Imperfect C++ Practical Solutions for Real-Life Programming By Matthew Wilson
	Table of Contents

	Chapter 15. Values

15.4. Literals

We saw in the previous example how we can get into trouble by relying on variables having the precise value of literals. This section looks at the situation from the other way round. In other words, it deals with the nature of literals themselves and various inconsistencies and cautions.

15.4.1 Integers

"The type of an integer literal depends on its form, value and suffix" (C++-98: 2.13.1.2). That seems pretty plain. This section of the standard goes on to explain how the suffix affects the type of an integer literal. Basically, if it has no suffix then it will be int or long int if its value would not fit into an int. If it has the suffix l or L, it will be long. If it has a suffix of u or U, then it will be unsigned int, or unsigned long int if unsigned int is not large enough. If it is any combination of U (or u) and L (or l), then its type is unsigned long int.

As we mentioned in the item on NULL, interpretation of which overloaded function call is selected by the compiler can be quite a muddied concept. Consider now that you may have written a set of overloaded functions/methods and client code such as the following:



void f(short i);


void f(long i);





int main()


{


  f(65536);





  . . .

If you'd written this code on a compiler where int was a 16-bit quantity, then this would compile fine, because 65536 exceeds the limits of the 16-bit signed (or unsigned, for that matter) integer capacity and so would be interpreted as a long. The second overload takes a long argument so the function call resolves without issue. However, if you now attempt to compile this on a modern 32-bit compiler, where the size of an int is 32 bits, you'll find that the compiler interprets 65536 as being of type int and therefore cannot select between the ambiguous conversions required to use either short or long overloads.

Imperfection: Specification of the size of integer types as implementation dependent in C/C++ reduces the portability of integer literals.

To be frank, I'm not exactly sure that this warrants being an imperfection. I understand, and largely agree with, the need for the sizes of at least some of the fundamental types to be implementation dependent. Being general-purpose languages C and C++ need to run them on all sorts of architectures, and the only realistic way to have the constant space bound is to shoot for the lowest common denominator if we want compile-time checking. Given that, one cannot fail but to understand the cause for this issue. Nonetheless, it does present a problem, and we must be aware of it. There are two possible solutions.

The first solution is to eschew the use of literal integers in your code in favor of using constants. Since C++ constants should (and these days must) have an explicit type, then the problem pretty much disappears, at least as far as the constant definitions, where it is much more visible and likely to receive more "informed" maintenance attention than when lurking in bits of code. If you don't want to pollute the local namespace—a good instinct to have—and you are certain that the literal is of meaning to the current context only, then you can use a function-local constant.



void f(short i);


void f(long i);





const long THE_NUMBER = 65536; // Namespace-local constant, or





int main()


{


  const long THE_NUMBER = 65536; // ... function-local constant, or


  f(THE_NUMBER);


  if(. . .)


  {


    const long THE_NUMBER = 65536; // block-local constant


    . . .

In those rare circumstances where you feel you must have literals in your code, the second solution is to explicitly type-qualify your literals in situ. This may be by any of the following forms



f(long(65536));                // "Constructs" a long – looks elegant


f((long)65536);                // C-style cast – nasty!

INSTRUCTIONS -
**A)** Which suffix letters does the excerpt on C++ literals name for integer literals?
**B)** Can you echo the excerpt on C++ literals word for word, starting with "To be frank, I'm" and going on through "two possible solutions."?

DATASET EXTRACT -
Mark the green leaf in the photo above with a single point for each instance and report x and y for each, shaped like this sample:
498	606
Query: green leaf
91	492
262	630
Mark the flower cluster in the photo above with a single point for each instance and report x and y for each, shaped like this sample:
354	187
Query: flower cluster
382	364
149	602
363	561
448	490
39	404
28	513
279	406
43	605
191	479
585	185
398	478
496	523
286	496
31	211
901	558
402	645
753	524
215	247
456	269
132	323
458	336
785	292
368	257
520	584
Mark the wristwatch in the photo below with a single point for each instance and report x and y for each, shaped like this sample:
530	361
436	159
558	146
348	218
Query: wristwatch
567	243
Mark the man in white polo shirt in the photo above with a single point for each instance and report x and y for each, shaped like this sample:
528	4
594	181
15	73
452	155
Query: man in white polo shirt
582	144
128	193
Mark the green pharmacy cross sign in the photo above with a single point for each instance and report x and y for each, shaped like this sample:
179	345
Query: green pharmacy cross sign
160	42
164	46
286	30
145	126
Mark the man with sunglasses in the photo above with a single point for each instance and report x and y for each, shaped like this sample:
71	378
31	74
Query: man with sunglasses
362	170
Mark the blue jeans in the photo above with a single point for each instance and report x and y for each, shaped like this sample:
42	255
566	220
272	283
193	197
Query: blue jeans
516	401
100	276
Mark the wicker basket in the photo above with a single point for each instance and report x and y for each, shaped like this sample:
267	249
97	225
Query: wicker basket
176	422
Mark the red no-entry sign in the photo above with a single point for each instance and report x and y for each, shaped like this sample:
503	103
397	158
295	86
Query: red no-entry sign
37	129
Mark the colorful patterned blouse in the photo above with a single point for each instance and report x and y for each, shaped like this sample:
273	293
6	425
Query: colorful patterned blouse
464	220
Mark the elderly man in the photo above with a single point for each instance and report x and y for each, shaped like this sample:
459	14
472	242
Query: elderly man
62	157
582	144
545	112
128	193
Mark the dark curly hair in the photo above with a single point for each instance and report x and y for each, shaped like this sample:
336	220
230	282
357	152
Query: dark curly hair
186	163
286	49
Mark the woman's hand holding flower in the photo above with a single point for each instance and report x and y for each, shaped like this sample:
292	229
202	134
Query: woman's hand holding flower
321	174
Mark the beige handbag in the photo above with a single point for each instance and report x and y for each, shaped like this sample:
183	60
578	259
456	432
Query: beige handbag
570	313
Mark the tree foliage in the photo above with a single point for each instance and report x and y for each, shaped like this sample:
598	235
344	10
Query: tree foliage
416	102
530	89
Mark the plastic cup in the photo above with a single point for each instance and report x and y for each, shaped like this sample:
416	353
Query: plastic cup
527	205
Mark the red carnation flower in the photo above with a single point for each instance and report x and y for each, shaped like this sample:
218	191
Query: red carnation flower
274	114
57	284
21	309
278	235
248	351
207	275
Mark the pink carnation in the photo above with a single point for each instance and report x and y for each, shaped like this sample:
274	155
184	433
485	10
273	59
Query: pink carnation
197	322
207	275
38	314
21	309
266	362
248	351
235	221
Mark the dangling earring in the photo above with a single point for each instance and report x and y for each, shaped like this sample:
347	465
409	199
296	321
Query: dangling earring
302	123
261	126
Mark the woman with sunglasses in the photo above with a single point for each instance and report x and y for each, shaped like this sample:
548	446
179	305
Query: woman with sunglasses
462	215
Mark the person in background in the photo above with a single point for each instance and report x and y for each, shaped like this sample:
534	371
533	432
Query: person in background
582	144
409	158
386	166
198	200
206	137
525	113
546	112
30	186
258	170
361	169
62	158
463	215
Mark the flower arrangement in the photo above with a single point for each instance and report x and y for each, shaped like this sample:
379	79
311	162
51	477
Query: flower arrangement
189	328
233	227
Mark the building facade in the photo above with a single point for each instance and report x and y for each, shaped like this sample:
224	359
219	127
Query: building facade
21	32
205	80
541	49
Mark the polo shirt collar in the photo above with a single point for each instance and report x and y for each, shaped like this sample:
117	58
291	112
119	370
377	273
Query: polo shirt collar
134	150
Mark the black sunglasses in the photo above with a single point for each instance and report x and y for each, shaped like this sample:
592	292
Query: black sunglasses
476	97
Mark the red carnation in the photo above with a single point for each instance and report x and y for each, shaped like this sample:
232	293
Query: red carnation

ANSWERS BY TASK -
**A)** l, L, u, U

**B)**
To be frank, I'm not exactly sure that this warrants being an imperfection. I understand, and largely agree with, the need for the sizes of at least some of the fundamental types to be implementation dependent. Being general-purpose languages C and C++ need to run them on all sorts of architectures, and the only realistic way to have the constant space bound is to shoot for the lowest common denominator if we want compile-time checking. Given that, one cannot fail but to understand the cause for this issue. Nonetheless, it does present a problem, and we must be aware of it. There are two possible solutions.